■ GOAL
Identify every line in the data below that contains the string "jeans", and copy each such line. The match is case-sensitive.

■ DATA PROVIDED
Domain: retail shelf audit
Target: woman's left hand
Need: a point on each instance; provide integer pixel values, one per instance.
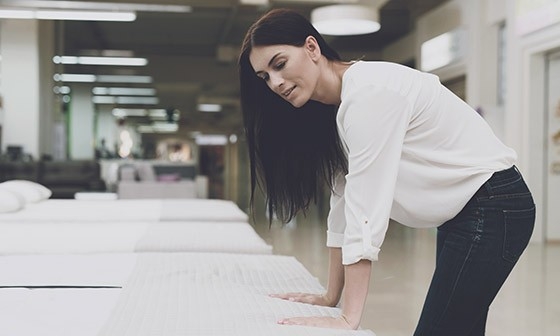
(318, 321)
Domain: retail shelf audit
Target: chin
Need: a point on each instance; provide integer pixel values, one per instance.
(298, 103)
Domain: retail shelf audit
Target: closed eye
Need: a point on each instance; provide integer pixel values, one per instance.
(280, 65)
(264, 76)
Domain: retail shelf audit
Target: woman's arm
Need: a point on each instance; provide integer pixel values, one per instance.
(356, 284)
(336, 276)
(355, 291)
(334, 286)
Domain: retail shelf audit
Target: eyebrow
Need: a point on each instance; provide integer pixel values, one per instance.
(269, 62)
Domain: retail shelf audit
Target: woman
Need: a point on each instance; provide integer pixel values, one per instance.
(392, 143)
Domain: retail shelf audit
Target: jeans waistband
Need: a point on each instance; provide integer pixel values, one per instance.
(499, 179)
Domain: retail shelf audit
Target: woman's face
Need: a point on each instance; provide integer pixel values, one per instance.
(289, 71)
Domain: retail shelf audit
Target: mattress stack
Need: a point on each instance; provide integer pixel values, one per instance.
(146, 267)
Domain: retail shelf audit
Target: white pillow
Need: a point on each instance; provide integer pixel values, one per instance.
(30, 191)
(10, 201)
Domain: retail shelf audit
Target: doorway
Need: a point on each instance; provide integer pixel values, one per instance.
(552, 157)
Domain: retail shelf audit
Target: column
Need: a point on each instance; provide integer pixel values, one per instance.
(26, 70)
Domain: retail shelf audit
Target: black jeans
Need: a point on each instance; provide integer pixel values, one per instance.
(476, 252)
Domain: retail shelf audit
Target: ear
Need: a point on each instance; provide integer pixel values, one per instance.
(312, 47)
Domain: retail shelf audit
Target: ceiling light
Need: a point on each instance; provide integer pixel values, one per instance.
(209, 107)
(124, 79)
(211, 140)
(125, 100)
(101, 6)
(90, 60)
(123, 113)
(115, 91)
(89, 78)
(78, 78)
(15, 13)
(84, 15)
(340, 20)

■ THE RESPONSE
Target: jeans waistband
Target: black jeans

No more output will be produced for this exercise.